→ **Stored records**
....................

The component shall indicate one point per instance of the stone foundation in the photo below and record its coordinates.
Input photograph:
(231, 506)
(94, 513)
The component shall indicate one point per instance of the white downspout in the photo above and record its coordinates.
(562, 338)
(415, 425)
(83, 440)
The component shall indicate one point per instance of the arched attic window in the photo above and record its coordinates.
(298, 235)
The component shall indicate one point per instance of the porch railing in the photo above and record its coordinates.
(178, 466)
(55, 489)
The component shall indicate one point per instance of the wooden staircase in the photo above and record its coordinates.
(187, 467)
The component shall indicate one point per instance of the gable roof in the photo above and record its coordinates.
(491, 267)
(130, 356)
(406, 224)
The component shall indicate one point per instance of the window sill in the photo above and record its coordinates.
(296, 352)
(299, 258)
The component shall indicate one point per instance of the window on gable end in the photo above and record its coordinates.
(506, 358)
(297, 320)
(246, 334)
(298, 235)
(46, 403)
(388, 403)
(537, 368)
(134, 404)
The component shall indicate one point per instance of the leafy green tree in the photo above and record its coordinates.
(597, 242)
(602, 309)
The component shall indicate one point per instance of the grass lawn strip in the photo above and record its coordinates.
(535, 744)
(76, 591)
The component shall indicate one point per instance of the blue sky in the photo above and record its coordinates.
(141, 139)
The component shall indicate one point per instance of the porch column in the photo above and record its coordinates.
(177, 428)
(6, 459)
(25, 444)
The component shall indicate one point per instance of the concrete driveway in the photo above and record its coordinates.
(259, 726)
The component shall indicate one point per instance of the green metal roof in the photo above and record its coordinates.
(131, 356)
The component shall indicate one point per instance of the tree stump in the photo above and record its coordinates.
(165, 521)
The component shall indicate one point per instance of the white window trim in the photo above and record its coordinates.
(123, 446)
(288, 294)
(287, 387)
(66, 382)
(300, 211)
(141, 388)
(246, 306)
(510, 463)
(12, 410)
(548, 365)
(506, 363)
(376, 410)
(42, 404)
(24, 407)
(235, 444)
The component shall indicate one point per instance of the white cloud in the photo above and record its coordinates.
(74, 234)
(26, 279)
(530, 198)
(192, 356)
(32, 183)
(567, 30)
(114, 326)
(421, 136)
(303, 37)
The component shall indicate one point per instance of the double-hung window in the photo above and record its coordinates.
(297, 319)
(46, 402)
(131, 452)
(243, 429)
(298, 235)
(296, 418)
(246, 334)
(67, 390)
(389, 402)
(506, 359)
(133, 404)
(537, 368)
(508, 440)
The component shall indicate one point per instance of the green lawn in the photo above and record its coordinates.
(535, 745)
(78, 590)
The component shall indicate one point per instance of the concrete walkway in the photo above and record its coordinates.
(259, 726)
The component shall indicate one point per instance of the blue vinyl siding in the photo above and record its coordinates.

....................

→ **What to produce**
Arrange the lines above into a numbered list, omitting any blank lines.

→ **Full solution**
1. The component shall indicate one point per instance of the stone foundation in the photo below and record its coordinates.
2. Input photograph:
3. (231, 506)
4. (94, 513)
5. The component shall indicate one point per instance of the white downspout in the photo above and record its coordinates.
6. (562, 338)
7. (415, 425)
8. (83, 440)
9. The component shall indicate one point per instance of the arched attic window in the photo above and record its coordinates.
10. (298, 235)
11. The component shall indicate one point per instance of the porch railing in the photo above and record its coordinates.
12. (178, 466)
13. (55, 489)
14. The component shall indicate one point per instance of the wooden staircase in the photo above and record its coordinates.
15. (187, 467)
16. The component shall indicate one point per instance of the gable roof in the photo above and record its coordinates.
17. (491, 267)
18. (130, 356)
19. (406, 224)
20. The component shall indicate one point per instance of the window sill in the photo above and record its coordinates.
21. (296, 352)
22. (299, 258)
23. The component shall indicate one point per instance of the window on gable end in the photo above and record its coordinates.
24. (506, 358)
25. (297, 320)
26. (246, 334)
27. (298, 235)
28. (46, 403)
29. (388, 403)
30. (537, 368)
31. (134, 404)
32. The component shall indicate one point per instance of the leafy green tree in the photo above and record its coordinates.
33. (597, 242)
34. (602, 309)
35. The component shall indicate one point per instance of the grass lawn strip in the photo above and record its coordinates.
36. (535, 744)
37. (76, 591)
38. The component shall indicate one point per instance of the blue sky in the photo above and record its coordinates.
39. (141, 139)
40. The component shall indicate one point per instance of the porch column in the photo above and record its coordinates.
41. (177, 428)
42. (6, 459)
43. (25, 444)
44. The component shall indicate one point per instance of the concrete driveway in the photo above and record its coordinates.
45. (259, 726)
46. The component shall indicate one point per instance of the green metal roof in the photo above and record its coordinates.
47. (131, 356)
48. The component shall indicate one point per instance of the tree stump in the photo above and record its coordinates.
49. (165, 521)
50. The component shall indicate one point per instance of the white window trim in the photo above and record its coordinates.
51. (123, 446)
52. (288, 294)
53. (287, 387)
54. (66, 382)
55. (300, 211)
56. (141, 388)
57. (246, 306)
58. (510, 463)
59. (12, 410)
60. (548, 365)
61. (506, 363)
62. (376, 410)
63. (42, 404)
64. (24, 407)
65. (235, 444)
66. The component shall indicate one point per instance of the white cloud in the photo above and record its coordinates.
67. (74, 234)
68. (26, 279)
69. (530, 198)
70. (192, 356)
71. (32, 183)
72. (567, 30)
73. (114, 326)
74. (421, 136)
75. (303, 37)
76. The component shall indicate one point per instance of the double-hung window in the photo above and record its coordinates.
77. (297, 319)
78. (46, 402)
79. (131, 452)
80. (243, 429)
81. (298, 235)
82. (296, 418)
83. (246, 334)
84. (67, 390)
85. (389, 402)
86. (506, 359)
87. (133, 404)
88. (537, 368)
89. (508, 440)
90. The component shall indicate one point per instance of the green lawn in the photo above and record its coordinates.
91. (535, 745)
92. (78, 590)
93. The component shall indicate one point per instance of the concrete walkway in the photo above and record its coordinates.
94. (259, 726)
95. The component shall indicate one point per instance of the blue vinyl siding in the photo above and record its coordinates.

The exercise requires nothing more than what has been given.